** START OF PROVIDED MATERIAL **

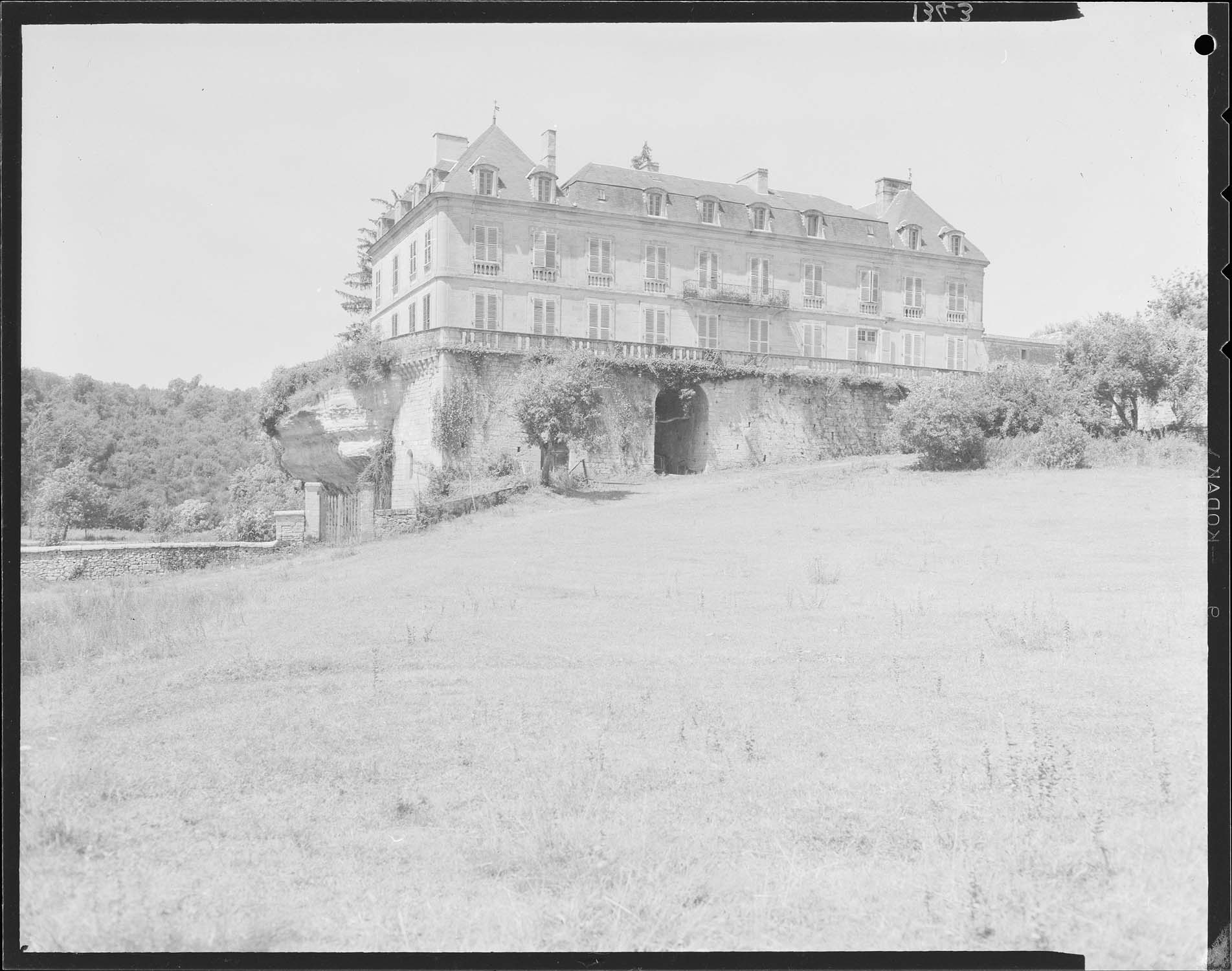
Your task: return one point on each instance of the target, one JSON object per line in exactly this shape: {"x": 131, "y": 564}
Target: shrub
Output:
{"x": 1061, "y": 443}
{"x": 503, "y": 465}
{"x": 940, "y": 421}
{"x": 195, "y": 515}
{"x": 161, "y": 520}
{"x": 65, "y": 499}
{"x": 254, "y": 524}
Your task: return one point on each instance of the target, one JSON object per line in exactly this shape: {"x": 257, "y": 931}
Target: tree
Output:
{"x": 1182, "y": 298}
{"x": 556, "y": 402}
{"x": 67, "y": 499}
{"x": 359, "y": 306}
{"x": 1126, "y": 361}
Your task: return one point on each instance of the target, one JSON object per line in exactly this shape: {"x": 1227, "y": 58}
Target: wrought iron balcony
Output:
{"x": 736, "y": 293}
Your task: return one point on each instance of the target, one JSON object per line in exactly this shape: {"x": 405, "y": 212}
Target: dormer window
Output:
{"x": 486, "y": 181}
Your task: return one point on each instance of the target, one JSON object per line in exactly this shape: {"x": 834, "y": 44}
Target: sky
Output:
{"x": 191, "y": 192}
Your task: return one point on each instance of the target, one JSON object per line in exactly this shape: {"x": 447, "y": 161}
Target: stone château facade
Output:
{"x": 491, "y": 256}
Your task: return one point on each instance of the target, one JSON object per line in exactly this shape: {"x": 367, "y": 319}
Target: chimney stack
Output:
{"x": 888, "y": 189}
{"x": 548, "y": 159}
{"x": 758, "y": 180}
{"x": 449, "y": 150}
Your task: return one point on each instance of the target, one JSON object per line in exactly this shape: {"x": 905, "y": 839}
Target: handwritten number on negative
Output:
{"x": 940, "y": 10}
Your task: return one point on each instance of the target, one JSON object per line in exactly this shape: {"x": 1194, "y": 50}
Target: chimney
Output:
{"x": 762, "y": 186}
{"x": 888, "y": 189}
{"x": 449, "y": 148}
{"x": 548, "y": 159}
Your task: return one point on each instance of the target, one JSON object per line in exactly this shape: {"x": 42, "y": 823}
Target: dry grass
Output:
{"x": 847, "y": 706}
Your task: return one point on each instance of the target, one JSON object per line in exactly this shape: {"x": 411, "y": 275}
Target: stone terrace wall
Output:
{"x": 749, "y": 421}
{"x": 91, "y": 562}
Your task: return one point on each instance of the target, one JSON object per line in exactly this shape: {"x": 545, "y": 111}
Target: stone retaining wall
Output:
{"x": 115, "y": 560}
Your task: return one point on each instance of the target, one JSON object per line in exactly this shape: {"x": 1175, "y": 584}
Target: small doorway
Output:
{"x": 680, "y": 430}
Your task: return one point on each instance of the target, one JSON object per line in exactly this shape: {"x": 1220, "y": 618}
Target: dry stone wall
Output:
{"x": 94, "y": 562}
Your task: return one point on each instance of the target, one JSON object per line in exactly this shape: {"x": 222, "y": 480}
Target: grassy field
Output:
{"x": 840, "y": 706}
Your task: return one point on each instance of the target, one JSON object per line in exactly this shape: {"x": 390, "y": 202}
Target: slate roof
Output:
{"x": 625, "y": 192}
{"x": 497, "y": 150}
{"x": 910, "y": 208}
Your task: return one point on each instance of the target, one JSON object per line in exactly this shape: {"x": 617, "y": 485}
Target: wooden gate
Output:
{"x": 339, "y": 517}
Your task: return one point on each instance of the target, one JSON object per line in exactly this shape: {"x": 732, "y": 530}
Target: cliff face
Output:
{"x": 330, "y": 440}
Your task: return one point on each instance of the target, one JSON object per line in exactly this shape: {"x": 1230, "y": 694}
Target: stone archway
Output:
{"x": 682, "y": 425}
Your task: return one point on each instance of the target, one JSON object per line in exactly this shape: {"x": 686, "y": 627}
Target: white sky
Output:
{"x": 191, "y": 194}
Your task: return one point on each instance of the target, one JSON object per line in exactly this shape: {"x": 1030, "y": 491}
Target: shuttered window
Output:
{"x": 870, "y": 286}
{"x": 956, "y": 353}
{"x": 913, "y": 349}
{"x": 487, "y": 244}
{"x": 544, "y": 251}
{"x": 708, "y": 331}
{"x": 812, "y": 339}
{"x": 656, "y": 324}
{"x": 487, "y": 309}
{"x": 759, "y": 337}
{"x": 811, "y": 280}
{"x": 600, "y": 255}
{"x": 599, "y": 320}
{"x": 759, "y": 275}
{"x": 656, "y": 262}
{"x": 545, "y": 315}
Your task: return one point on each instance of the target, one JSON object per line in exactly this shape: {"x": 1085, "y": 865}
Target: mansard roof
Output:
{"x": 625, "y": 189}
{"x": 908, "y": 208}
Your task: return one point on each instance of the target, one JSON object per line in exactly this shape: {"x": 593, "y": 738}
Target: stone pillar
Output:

** END OF PROVIDED MATERIAL **

PROBLEM STATEMENT ::
Pick out each of the lines above that contains the word "chimney", and copy every such line in full.

EXERCISE RESPONSE ::
Target: chimney stack
Target: chimney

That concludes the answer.